Il faut avoüer cependant que toutes les fractures ne sont pas également curables ; la quantité des muscles dont, par exemple, l’humerus ou le bras proprement dit, & le femur ou la cuisse proprement dite, sont couverts ; la difficulté d’y faire une réduction exacte ; la force des faisceaux musculeux qui tendroient toûjours, sur-tout si la fracture étoit oblique, à déplacer les pieces réduites ; l’impossibilité de les assujettir solidement par un bandage, vu la figure des membres en ces endroits : tout me détermine a croire que dans le cas où il y auroit une fracture, même simple à l’un ou à l’autre de ces os, nos efforts seroient impuissans, & nos tentatives inutiles. Je ne vois dans les os du corps de l’animal, que les côtes ; dans ses extrémités antérieures, que les os du paturon, du canon, & le cubitus, c’est-à-dire l’os de l’avant-bras proprement dit ; & dans ses extrémités postérieures, que ces deux premiers os & le tibia, vulgairement & mal-à-propos nommé par M. de Soleysel l’os de la cuisse, dont la fracture n’offre rien qui doive d’abord nous faire desespérer des succès, encore ne peut-on véritablement s’en flater, relativement au tibia, qu’autant qu’il n’aura point été fracturé dans le lieu de sa tubérosité, ou dans sa partie supérieure. Je dirai plus, les prognostics de ces fractures ne sont pas tous avantageux ; un fragment d’os considérable emporté par une balle, nous met dans la nécessité d’abandonner a jamais l’animal. Il en est de même lorsque les muscles, les nerfs, les vaisseaux se trouvant entre les fragmens très-écartés de l’os, s’opposent au replacement, & lorsqu’un même os est cassé en plusieurs endroits, car alors il demeure semé d’inégalités sans nombre, & la cure est toûjours très-lente & très-incertaine. Elle est infiniment plus difficile quand il s’agit d’une fracture compliquée, d’une fracture avec déplacement total, d’une fracture oblique, d’une fracture ancienne, d’une fracture dans un vieux cheval, &c. que lorsqu’il est question d’une fracture simple, sans déplacement, transversale, récente, & faite à l’os d’un jeune cheval, ou d’un poulain ; & elle est aussi beaucoup plus prompte dans ces derniers cas, selon néanmoins le volume des os fracturés ; le calus étant solidement formé au bout de vingt ou vingt-cinq jours dans la fracture des côtes ; le canon n’étant repris qu’après quarante jours écoulés ; le cubitus, qu’après cinquante, & quelquefois soixante, &c.
:::
### Votre objectif:
D'après le texte sur les fractures, au bout de combien de jours le calus est-il solidement formé dans la fracture des côtes ? Les enregistrements qui suivent n'ont aucun lien avec le texte sur les fractures.

(Données d'expressions référentielles fondées sur des photos)
:::
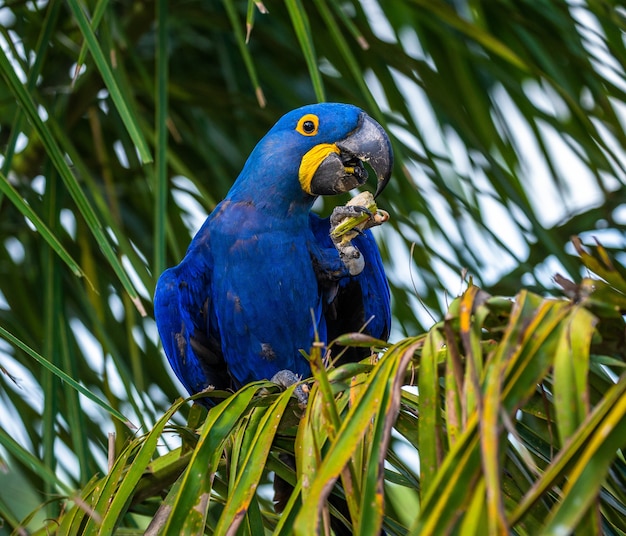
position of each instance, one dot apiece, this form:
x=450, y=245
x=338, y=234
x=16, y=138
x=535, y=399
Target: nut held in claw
x=352, y=225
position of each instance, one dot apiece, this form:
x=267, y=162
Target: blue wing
x=356, y=301
x=182, y=313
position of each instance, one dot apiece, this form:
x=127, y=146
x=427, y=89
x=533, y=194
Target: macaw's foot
x=286, y=378
x=347, y=222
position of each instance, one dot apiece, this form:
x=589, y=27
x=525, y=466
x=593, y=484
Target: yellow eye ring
x=308, y=125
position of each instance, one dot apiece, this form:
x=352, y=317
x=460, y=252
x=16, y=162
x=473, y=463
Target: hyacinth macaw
x=262, y=277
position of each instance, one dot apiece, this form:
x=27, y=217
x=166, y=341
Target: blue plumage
x=262, y=274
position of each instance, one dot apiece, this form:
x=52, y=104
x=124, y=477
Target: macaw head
x=319, y=149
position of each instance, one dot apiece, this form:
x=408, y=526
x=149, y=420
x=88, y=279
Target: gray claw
x=286, y=378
:::
### Réponse:
Au bout de vingt ou vingt-cinq jours.